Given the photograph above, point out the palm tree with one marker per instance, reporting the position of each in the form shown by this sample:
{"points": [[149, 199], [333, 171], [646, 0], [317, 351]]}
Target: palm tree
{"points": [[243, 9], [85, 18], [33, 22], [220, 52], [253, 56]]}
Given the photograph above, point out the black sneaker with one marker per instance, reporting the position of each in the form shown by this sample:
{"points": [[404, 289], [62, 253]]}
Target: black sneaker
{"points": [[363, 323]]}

• _EXERCISE OBJECTIVE_:
Rewrite every item above in full, both its wording and its answer, and shift each point coordinate in the answers up by 148. Keep the numbers in the sample lists unchanged.

• _THE REPLY_:
Given the photograph above, point out the palm tree with one marker per instance, reporting the position of each in the form shown by this sample:
{"points": [[149, 199], [333, 171], [646, 0], [317, 351]]}
Target: palm tree
{"points": [[391, 157], [233, 166], [181, 170], [368, 200], [401, 204]]}
Given the photograph above, point out the black sneaker with one marker per instance, reporting the position of each in the form shown by this sample:
{"points": [[404, 289], [62, 253]]}
Target: black sneaker
{"points": [[511, 471]]}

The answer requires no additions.